** DATA FOR REVIEW follows **
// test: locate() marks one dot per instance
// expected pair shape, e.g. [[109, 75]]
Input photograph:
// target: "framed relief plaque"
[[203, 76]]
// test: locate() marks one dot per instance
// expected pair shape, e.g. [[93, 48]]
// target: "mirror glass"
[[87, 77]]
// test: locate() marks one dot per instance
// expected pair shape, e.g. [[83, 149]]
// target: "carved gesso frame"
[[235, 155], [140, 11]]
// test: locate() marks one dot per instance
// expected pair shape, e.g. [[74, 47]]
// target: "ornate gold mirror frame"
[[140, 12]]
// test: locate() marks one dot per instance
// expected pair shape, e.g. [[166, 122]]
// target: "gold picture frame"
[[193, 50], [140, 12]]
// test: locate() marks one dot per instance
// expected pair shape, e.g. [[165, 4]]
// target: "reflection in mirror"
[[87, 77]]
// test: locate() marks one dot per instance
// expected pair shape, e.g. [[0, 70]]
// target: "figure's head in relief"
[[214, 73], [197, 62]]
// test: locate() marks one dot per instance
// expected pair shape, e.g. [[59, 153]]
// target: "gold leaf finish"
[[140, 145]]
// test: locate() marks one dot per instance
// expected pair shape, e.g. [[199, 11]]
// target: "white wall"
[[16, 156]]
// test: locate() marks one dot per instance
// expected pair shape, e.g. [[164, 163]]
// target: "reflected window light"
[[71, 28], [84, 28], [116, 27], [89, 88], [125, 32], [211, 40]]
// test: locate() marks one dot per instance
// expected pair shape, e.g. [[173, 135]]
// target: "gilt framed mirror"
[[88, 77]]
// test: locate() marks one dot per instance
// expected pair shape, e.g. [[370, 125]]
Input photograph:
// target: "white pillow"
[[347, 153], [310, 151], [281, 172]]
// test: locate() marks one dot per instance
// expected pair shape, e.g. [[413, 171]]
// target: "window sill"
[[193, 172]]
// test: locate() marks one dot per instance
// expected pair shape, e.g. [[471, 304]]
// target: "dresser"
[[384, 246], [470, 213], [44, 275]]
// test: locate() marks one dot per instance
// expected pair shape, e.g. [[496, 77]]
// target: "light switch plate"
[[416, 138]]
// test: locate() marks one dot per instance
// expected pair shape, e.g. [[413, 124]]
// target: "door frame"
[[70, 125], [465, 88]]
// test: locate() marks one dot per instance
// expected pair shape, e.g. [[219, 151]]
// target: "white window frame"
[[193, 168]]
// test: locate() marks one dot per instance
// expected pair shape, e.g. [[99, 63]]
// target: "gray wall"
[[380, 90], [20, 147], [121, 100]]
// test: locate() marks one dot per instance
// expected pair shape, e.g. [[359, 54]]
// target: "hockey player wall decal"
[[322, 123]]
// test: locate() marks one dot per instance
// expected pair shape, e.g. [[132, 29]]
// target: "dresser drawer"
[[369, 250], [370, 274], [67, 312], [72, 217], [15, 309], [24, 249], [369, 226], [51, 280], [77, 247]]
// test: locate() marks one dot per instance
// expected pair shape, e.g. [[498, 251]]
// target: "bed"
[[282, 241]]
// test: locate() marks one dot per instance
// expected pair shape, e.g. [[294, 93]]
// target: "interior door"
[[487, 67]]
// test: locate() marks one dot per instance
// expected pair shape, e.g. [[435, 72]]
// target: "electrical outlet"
** End of DATA FOR REVIEW **
◆ PROMPT: Each record above, from first to last, should be written out again exactly.

◆ SOLUTION TO THE PROBLEM:
// test: locate() marks one dot per instance
// expected pair shape, e.g. [[109, 75]]
Input photograph:
// target: "framed relief plaque"
[[203, 76]]
// test: locate() marks one dot per instance
// expected pair shape, e.g. [[93, 48]]
// target: "mirror glass"
[[87, 77]]
// test: locate() marks one dot per instance
// expected pair shape, e.g. [[83, 149]]
// target: "carved gesso frame"
[[235, 155], [140, 11]]
// test: locate() marks one dot per instance
// expected pair shape, e.g. [[74, 47]]
// target: "ornate gold mirror frame"
[[140, 12]]
// test: locate() marks one dot per instance
// expected pair shape, e.g. [[166, 122]]
// target: "gold picture frame"
[[193, 50], [140, 12]]
// test: locate() marks one dot per instance
// expected pair shape, e.g. [[165, 4]]
// target: "reflection in mirror"
[[87, 77]]
// test: locate() marks one dot per instance
// expected pair shape, e.g. [[0, 70]]
// target: "figure's head in relief"
[[214, 73], [197, 62]]
// test: locate() marks one dot per instance
// expected pair shape, e.g. [[59, 153]]
// target: "gold leaf finish"
[[140, 145]]
// test: locate() marks one dot per instance
// expected pair shape, e.g. [[199, 11]]
// target: "white wall"
[[16, 156]]
// test: locate() marks one dot per instance
// expected pair shape, e.g. [[164, 163]]
// target: "reflected window light"
[[71, 28], [84, 28], [116, 27], [89, 88], [125, 32], [211, 40]]
// test: locate() marks one dot per instance
// expected pair shape, e.g. [[173, 135]]
// target: "gilt framed mirror"
[[88, 77]]
// test: locate() marks one dot per instance
// expected pair shape, e.g. [[370, 125]]
Input photograph:
// target: "white pillow"
[[347, 153], [310, 151], [281, 172]]
// test: locate() marks one dot per instance
// expected pair shape, e.g. [[413, 171]]
// target: "window sill"
[[193, 172]]
// test: locate() marks one dot per instance
// expected pair shape, e.g. [[471, 304]]
// target: "dresser"
[[384, 246], [470, 213], [44, 275]]
// test: locate() marks one dot per instance
// expected pair shape, e.g. [[496, 77]]
// target: "light switch plate"
[[416, 138]]
// test: locate() marks one dot per instance
// expected pair shape, e.g. [[413, 124]]
// target: "door frame"
[[70, 125], [465, 88]]
// test: locate() marks one dot per instance
// expected pair shape, e.g. [[219, 151]]
// target: "white window frame"
[[193, 168]]
// test: locate() marks one dot per instance
// expected pair shape, e.g. [[99, 63]]
// target: "gray wall"
[[380, 90], [20, 147], [121, 100]]
// test: locate() marks one dot per instance
// expected pair shape, e.g. [[359, 54]]
// target: "hockey player wall decal"
[[322, 123]]
// test: locate() marks one dot per instance
// expected pair shape, e.g. [[132, 29]]
// target: "dresser drawer"
[[369, 250], [370, 274], [67, 312], [72, 217], [15, 309], [24, 249], [369, 226], [51, 280], [77, 247]]
// test: locate() marks one dot per instance
// expected pair shape, e.g. [[498, 251]]
// target: "bed"
[[282, 241]]
// test: locate() marks one dot per instance
// expected pair shape, e.g. [[294, 93]]
// target: "interior door"
[[487, 67]]
// test: locate() marks one dot per instance
// expected pair shape, e.g. [[435, 72]]
// target: "electrical outlet"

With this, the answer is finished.